Information Start Marker
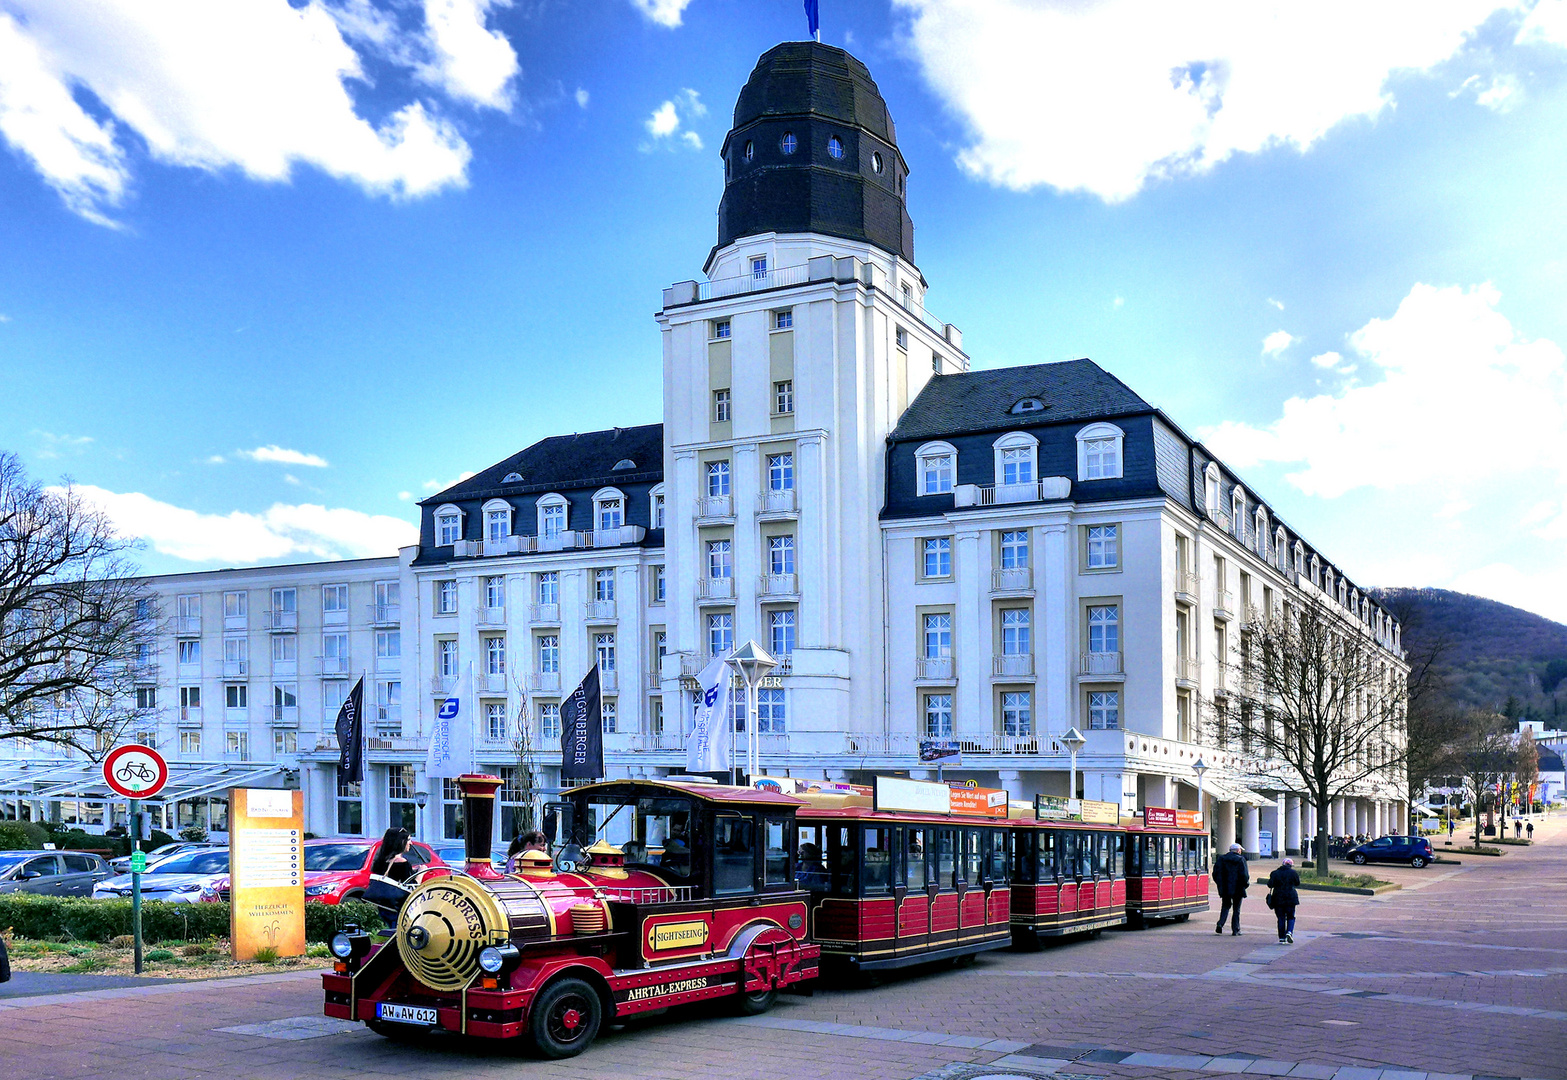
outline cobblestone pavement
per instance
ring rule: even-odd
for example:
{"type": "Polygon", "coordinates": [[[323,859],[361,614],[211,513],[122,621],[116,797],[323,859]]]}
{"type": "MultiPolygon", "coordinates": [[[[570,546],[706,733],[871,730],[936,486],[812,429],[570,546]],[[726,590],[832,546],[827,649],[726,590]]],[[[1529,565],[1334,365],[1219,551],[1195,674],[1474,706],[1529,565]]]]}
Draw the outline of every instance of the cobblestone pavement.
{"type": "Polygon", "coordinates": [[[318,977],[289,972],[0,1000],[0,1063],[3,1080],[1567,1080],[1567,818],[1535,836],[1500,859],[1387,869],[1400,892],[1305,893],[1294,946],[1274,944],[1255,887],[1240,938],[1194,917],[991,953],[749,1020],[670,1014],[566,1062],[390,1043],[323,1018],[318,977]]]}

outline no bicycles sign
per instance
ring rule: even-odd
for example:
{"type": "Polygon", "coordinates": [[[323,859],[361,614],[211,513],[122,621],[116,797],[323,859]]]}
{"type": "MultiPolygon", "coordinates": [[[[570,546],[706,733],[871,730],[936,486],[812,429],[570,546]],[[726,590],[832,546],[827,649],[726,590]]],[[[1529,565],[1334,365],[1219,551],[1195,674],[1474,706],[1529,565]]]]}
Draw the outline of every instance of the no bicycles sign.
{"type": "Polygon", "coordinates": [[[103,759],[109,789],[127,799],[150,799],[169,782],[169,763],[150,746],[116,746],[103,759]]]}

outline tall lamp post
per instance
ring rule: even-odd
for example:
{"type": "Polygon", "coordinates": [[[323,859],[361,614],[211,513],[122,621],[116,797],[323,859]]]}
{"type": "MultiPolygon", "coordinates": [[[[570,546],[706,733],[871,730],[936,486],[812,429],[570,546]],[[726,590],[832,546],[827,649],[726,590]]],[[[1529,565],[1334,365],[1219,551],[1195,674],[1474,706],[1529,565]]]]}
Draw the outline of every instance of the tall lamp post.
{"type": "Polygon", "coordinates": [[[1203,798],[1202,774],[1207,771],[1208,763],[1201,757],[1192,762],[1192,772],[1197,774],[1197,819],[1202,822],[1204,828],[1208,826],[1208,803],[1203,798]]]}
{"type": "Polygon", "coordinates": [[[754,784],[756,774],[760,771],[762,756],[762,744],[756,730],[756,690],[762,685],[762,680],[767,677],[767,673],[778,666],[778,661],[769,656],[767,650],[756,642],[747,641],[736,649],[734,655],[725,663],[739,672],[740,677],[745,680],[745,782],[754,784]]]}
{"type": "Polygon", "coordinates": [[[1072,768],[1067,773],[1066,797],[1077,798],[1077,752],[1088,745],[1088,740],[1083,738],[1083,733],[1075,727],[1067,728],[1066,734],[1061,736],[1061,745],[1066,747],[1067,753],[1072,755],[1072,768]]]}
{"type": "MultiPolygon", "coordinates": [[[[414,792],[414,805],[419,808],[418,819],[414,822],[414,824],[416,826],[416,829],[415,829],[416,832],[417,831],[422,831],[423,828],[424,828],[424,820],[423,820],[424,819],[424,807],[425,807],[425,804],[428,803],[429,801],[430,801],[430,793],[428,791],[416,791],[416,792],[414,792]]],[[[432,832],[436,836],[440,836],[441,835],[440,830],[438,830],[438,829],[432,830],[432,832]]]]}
Information End Marker
Information Start Marker
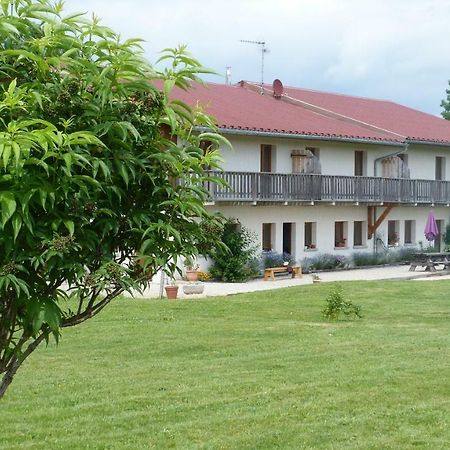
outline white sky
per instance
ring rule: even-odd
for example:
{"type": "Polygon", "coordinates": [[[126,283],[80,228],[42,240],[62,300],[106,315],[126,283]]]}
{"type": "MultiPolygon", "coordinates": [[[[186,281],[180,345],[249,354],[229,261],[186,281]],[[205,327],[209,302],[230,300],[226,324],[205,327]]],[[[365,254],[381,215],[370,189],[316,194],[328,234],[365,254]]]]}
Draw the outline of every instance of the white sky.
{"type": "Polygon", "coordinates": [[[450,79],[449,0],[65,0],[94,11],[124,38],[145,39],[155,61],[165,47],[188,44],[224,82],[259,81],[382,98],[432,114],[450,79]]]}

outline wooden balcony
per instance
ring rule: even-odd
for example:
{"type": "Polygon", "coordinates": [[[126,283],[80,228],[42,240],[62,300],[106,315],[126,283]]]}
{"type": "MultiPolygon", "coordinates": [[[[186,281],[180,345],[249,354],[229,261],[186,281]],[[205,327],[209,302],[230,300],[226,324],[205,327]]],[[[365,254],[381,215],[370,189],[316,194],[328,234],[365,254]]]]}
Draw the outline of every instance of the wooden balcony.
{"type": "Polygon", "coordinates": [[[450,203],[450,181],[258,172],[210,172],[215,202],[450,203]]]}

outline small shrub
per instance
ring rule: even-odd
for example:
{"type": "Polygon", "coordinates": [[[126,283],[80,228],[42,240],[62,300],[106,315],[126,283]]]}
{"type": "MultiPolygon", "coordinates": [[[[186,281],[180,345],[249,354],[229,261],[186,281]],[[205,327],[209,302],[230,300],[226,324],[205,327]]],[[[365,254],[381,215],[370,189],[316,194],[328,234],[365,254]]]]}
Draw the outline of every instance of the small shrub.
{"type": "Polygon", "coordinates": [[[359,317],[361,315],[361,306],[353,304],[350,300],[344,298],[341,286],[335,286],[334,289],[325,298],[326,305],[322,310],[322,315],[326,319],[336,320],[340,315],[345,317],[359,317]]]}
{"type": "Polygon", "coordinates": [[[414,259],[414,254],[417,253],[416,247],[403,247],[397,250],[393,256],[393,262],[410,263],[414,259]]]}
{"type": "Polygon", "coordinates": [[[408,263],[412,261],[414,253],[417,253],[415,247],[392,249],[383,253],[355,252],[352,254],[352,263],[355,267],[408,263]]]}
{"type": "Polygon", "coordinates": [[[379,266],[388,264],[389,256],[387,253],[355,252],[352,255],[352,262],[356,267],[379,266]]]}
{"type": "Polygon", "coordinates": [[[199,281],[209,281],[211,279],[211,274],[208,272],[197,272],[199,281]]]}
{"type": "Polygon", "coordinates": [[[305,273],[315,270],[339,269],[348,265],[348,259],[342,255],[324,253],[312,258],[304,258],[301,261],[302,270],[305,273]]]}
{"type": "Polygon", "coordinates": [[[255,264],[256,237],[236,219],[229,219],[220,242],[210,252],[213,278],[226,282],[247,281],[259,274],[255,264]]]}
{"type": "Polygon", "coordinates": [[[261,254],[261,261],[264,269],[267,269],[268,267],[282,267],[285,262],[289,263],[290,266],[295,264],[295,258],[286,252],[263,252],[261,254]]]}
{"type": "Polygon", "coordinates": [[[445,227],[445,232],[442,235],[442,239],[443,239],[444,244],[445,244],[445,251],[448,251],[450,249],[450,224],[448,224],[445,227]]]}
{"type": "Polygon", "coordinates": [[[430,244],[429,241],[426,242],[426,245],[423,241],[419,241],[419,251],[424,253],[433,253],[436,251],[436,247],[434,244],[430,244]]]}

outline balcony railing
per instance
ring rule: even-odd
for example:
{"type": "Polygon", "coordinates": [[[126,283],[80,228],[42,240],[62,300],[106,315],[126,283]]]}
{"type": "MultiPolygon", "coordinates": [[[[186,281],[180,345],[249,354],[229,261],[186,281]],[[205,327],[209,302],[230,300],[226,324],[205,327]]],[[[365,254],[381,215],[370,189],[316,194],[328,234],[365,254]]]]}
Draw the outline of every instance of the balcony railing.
Information End Marker
Information Start Marker
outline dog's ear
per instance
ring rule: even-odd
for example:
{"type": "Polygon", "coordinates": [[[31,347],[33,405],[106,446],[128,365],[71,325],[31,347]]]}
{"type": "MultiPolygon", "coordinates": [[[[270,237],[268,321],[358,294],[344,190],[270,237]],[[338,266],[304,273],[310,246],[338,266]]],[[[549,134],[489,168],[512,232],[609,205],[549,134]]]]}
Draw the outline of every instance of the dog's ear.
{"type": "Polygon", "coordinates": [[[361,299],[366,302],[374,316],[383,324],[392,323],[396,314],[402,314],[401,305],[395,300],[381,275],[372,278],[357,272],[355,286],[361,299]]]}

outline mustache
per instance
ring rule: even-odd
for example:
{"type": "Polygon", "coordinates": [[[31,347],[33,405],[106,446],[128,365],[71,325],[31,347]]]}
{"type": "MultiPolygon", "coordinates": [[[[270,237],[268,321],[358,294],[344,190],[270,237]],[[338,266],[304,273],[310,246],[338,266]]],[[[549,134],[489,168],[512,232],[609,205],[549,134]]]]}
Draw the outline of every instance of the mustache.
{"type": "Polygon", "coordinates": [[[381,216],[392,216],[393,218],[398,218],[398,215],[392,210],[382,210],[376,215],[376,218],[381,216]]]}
Information End Marker
(Task goal): Count each line of the listing above in which "railing" appears, and give that count with nothing added.

(Written solution): 2